O caminhão chega, despeja as sacolas. Elas são abertas e é feita uma primeira seleção, separando os resíduos de forma mais geral: plástico, papel, metal etc. Depois, é feita uma triagem mais minuciosa, separando os materiais de forma mais específica: pet branco com pet branco, plástico verde com plástico verde, e assim por diante. O material, finalmente, é “encaixotado” para ser vendido 

“O meu maior orgulho é esse, é saber que todos que passaram pela minha mão estão bem. Não vejo sempre, mas sei que estão bem. Cresceram bem, saudáveis, têm suas próprias vidas e estão bem”, emociona-se. “O João agora trabalha em Salvador, tem família lá”, conta, sorrindo.

_Usando as informações_
[A] Responda com base no texto fornecido:
(i) O que acontece com as sacolas depois que o caminhão as despeja?
(ii) Que exemplos de separação mais específica aparecem na triagem minuciosa?
(iii) Onde o João trabalha agora?
[B] Por favor, dê sequência ao texto fornecido a partir da última frase dele.
Este material não tem relação com o texto fornecido.

_Material apresentado_
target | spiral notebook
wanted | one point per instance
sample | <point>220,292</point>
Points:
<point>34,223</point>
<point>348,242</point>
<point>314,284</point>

_Respostas das tarefas_
[A]
(i) Elas são abertas, e é feita uma primeira seleção que separa os resíduos de forma mais geral: plástico, papel, metal etc.
(ii) Pet branco com pet branco e plástico verde com plástico verde.
(iii) Em Salvador.

[B]
Após anos vivendo na Vila Cai Cai, um baque veio quando a Prefeitura anunciou os planos de remoção das famílias de lá. A ideia era revitalizar a orla do Guaíba, e para isso era necessária a retirada da Vila para o bairro Cavalhada. O que gerou muitos protestos; a Cavalhada, no coração da Zona Sul, fica muito mais longe do Centro que a antiga localização da Cai Cai, perto da Avenida Borges de Medeiros e da Ipiranga. Além disso, no novo loteamento não seriam permitidos carroças ou carrinhos, já que na Cavalhada os resíduos chegam pelo caminhão de coleta seletiva do DMLU – Departamento Municipal de Limpeza Urbana. Apesar dos protestos, a Vila acabou sendo removida, e os moradores reassentados para a Cavalhada. “Eu estou aqui desde o começo, e nunca saí. Os que vieram comigo saíram. Alguns até voltaram, mas eu fiquei”, explica dona Eva.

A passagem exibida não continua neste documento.